◆ Brano citato ◆
Trascorsi più di cinque anni dalla sconfitta territoriale dello Stato islamico, decine di migliaia di persone restano detenute arbitrariamente e a tempo indeterminato, molte delle quali in condizioni inumane, sottoposte a pestaggi, scariche elettriche e violenza di genere e obbligate a rimanere in posizioni dolorose. Altre migliaia di persone risultano vittime di sparizione forzata. Le donne sono state illegalmente separate dai loro figli. Tra le persone detenute ci sono anche vittime dello Stato islamico, tra cui decine, se non centinaia di yazidi, donne e ragazze vittime di matrimoni forzati e minorenni arruolati a forza.

“Le autorità autonome hanno commesso crimini di guerra, tortura e trattamento crudele e probabilmente anche quello di uccisione - ha dichiarato Agnés Callamard, segretaria generale di Amnesty International - I minori, le donne e gli uomini che si trovano nei campi e nelle strutture detentive subiscono una crudeltà e una violenza scioccanti. Il governo statunitense ha avuto un ruolo centrale nella creazione e nel mantenimento di questo sistema detentivo, che ha prodotto centinaia di morti evitabili. Ora deve avere un ruolo nel cambiarlo – continua Callamard - Questo sistema viola i diritti umani di persone sospettate di affiliazione allo Stato islamico e non fornisce giustizia alle vittime e alle persone sopravvissute ai crimini dello Stato islamico”.

◆ Esercizio breve 1 ◆
Ricopia dal brano sulle detenzioni seguite alla sconfitta dello Stato islamico la parte che si apre con le parole contenenti "Trascorsi più di" e si chiude con "arruolati a forza.".
Il brano e i record sono materiali indipendenti l'uno dall'altro.

◆ Dati forniti ◆
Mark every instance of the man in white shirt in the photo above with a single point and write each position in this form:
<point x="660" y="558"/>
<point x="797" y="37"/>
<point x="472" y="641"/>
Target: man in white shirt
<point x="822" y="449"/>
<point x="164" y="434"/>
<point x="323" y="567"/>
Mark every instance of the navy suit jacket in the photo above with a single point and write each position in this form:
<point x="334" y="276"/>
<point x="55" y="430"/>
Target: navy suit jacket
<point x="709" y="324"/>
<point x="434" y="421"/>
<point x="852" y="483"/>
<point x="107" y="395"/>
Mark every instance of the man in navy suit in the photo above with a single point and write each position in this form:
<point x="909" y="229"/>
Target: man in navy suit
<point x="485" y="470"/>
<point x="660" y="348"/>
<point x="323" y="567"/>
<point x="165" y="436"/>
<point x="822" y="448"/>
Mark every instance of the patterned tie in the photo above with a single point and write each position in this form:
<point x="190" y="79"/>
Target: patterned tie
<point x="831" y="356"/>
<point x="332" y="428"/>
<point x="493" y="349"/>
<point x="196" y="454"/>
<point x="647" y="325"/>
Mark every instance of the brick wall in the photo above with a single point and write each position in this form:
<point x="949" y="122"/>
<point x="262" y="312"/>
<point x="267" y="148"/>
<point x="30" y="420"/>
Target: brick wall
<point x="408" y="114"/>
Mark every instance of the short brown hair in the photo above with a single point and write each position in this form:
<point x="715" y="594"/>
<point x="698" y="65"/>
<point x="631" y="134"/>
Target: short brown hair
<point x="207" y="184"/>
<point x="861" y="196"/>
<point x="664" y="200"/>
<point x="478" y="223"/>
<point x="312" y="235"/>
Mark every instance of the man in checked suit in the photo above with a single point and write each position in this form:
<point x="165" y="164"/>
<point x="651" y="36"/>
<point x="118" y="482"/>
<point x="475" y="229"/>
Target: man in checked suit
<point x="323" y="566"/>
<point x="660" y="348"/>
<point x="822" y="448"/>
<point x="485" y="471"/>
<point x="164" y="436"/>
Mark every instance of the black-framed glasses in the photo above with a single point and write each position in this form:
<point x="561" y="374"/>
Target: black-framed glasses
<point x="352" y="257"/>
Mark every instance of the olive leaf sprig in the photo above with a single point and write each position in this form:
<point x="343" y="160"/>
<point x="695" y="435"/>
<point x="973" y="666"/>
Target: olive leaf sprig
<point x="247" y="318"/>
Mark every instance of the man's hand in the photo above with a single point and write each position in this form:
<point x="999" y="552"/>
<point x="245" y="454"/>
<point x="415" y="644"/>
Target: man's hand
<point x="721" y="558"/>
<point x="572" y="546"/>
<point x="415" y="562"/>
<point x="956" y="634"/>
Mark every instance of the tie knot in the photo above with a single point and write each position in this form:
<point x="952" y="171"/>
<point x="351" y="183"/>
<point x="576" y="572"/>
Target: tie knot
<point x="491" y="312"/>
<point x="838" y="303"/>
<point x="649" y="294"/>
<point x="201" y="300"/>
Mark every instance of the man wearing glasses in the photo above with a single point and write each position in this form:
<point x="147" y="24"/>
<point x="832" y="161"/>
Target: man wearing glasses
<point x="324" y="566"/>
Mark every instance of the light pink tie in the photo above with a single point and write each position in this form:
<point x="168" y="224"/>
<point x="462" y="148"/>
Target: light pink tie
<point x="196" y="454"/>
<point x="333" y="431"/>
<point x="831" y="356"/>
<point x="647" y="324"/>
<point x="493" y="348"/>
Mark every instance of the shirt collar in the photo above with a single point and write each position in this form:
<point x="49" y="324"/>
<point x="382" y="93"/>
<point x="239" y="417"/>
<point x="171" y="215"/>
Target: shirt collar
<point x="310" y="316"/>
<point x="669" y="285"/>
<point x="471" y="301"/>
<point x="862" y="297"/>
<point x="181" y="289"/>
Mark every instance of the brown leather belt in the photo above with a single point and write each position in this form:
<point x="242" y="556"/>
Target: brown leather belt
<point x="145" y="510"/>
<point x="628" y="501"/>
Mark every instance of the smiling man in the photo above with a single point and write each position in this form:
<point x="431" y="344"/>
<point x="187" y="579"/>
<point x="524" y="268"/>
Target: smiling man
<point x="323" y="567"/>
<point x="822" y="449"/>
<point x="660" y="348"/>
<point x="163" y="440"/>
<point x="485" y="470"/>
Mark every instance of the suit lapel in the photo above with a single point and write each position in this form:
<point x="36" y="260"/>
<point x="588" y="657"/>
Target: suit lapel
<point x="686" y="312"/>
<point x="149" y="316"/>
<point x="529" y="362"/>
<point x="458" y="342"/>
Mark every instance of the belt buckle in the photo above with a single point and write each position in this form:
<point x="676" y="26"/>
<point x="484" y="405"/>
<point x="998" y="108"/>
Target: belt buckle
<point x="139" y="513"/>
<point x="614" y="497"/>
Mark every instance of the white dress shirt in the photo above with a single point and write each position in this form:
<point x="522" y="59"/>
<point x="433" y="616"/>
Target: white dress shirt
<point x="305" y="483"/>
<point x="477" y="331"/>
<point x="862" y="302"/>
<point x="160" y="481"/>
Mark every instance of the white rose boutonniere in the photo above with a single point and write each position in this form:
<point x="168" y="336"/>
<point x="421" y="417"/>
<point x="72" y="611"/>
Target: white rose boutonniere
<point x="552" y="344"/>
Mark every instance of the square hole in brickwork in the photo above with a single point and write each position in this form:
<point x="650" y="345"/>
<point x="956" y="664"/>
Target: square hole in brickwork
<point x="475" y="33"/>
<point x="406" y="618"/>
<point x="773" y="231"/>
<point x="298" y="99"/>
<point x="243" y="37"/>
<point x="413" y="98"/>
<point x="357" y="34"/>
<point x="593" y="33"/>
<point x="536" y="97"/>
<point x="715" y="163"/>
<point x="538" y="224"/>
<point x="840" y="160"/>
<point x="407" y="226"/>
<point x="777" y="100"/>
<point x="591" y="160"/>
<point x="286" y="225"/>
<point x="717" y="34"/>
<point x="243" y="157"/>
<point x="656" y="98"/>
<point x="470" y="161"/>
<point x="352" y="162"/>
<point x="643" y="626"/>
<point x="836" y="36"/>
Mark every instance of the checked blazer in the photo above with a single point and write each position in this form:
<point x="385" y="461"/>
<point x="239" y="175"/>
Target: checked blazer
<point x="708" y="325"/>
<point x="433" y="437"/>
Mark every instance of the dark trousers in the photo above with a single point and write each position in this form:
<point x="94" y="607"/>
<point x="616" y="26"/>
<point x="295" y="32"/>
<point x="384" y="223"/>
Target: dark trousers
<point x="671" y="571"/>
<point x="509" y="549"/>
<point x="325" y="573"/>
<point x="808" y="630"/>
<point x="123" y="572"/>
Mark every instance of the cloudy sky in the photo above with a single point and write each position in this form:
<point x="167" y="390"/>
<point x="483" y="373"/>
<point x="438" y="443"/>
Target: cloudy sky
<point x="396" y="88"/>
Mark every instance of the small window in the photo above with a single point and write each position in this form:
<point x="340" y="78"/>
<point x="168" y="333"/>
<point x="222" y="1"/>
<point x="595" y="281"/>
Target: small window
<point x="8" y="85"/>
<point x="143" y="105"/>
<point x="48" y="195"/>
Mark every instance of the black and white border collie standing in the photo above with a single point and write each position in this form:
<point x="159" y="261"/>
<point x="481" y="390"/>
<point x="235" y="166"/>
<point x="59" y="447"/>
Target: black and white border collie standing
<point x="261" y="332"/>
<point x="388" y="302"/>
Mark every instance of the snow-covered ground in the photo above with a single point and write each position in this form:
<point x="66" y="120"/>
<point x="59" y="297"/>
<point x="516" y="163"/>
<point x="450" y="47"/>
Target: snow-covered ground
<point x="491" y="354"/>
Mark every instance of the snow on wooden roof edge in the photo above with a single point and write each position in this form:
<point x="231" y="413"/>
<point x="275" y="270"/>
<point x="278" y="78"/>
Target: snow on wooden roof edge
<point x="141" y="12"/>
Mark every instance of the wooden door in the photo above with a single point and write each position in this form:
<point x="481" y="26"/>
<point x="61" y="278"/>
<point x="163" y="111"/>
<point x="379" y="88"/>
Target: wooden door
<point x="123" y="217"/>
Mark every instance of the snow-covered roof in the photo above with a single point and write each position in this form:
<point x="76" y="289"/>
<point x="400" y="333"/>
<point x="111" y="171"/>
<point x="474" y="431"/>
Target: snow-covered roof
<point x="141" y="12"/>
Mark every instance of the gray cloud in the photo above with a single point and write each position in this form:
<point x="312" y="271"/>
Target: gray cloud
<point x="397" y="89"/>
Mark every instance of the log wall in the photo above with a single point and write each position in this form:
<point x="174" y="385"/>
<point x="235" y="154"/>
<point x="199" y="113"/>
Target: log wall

◆ Esercizio breve 2 ◆
Elenca, ricopiandole per intero, tutte le righe dei record in cui compare la parola "collar".

◆ Soluzione 1 ◆
Trascorsi più di cinque anni dalla sconfitta territoriale dello Stato islamico, decine di migliaia di persone restano detenute arbitrariamente e a tempo indeterminato, molte delle quali in condizioni inumane, sottoposte a pestaggi, scariche elettriche e violenza di genere e obbligate a rimanere in posizioni dolorose. Altre migliaia di persone risultano vittime di sparizione forzata. Le donne sono state illegalmente separate dai loro figli. Tra le persone detenute ci sono anche vittime dello Stato islamico, tra cui decine, se non centinaia di yazidi, donne e ragazze vittime di matrimoni forzati e minorenni arruolati a forza.

◆ Soluzione 2 ◆
Mark every instance of the shirt collar in the photo above with a single point and write each position in this form:
Target: shirt collar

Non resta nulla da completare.